In some embodiments, optionally, the apparatus may be configured to combine the balancing tensor with the first scale factor and the second scale factor, respectively, to obtain a first balancing scale tensor and a second balancing scale tensor. That is, the first scale factor and the balancing tensor are combined, and the second scale factor and the balancing tensor are also combined. In this way, the apparatus may only need to store these combined parameters, and a simplified balancing and quantization of the Winograd convolution may be achieved. In this case, the apparatus may be configured to perform the same number of operations in the inference phase as in the case of a conventional Winograd convolution.

▶ _The input_:
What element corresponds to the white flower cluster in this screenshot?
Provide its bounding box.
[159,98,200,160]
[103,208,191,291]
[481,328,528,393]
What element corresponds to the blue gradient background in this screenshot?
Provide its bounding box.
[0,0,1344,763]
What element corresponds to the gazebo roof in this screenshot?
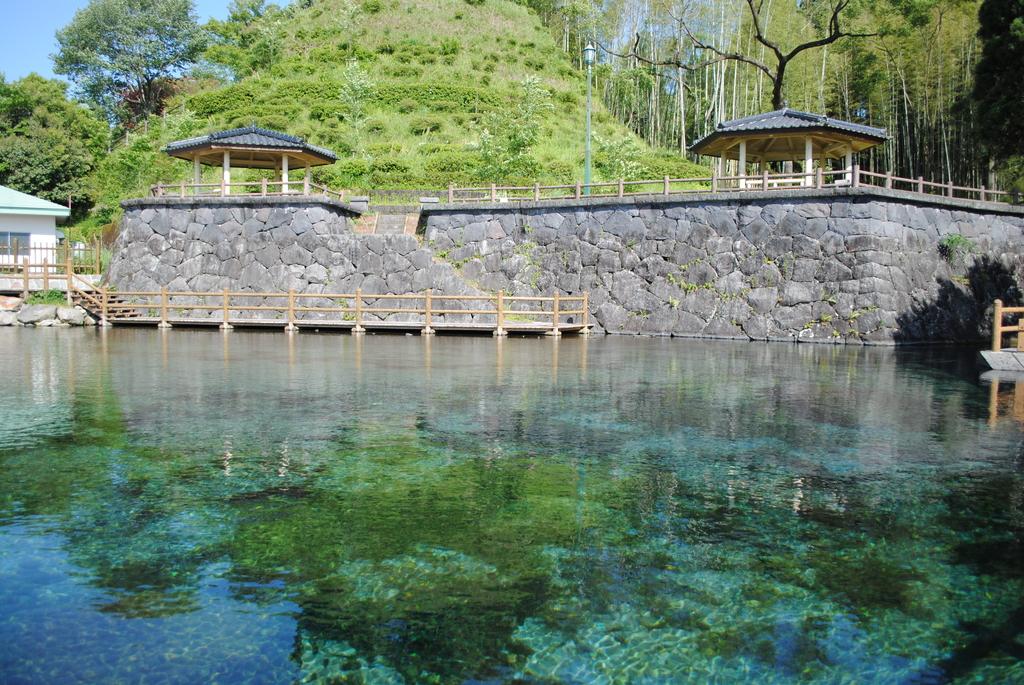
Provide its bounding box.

▶ _Objectives_:
a) Reproduce the passage on Winograd convolution word for word, between "In some embodiments, optionally, the" and "conventional Winograd convolution.", inclusive.
b) Write out every line of the listing verbatim, omitting the pictures.
The passage on Winograd convolution has nothing to do with the listing.

▶ _The replies_:
a)
In some embodiments, optionally, the apparatus may be configured to combine the balancing tensor with the first scale factor and the second scale factor, respectively, to obtain a first balancing scale tensor and a second balancing scale tensor. That is, the first scale factor and the balancing tensor are combined, and the second scale factor and the balancing tensor are also combined. In this way, the apparatus may only need to store these combined parameters, and a simplified balancing and quantization of the Winograd convolution may be achieved. In this case, the apparatus may be configured to perform the same number of operations in the inference phase as in the case of a conventional Winograd convolution.

b)
What element corresponds to the white flower cluster in this screenshot?
Provide its bounding box.
[159,98,200,160]
[103,208,191,291]
[481,328,528,393]
What element corresponds to the blue gradient background in this screenshot?
Provide its bounding box.
[0,0,1344,763]
What element corresponds to the gazebo roof in this screenshot?
Provide its bounding box.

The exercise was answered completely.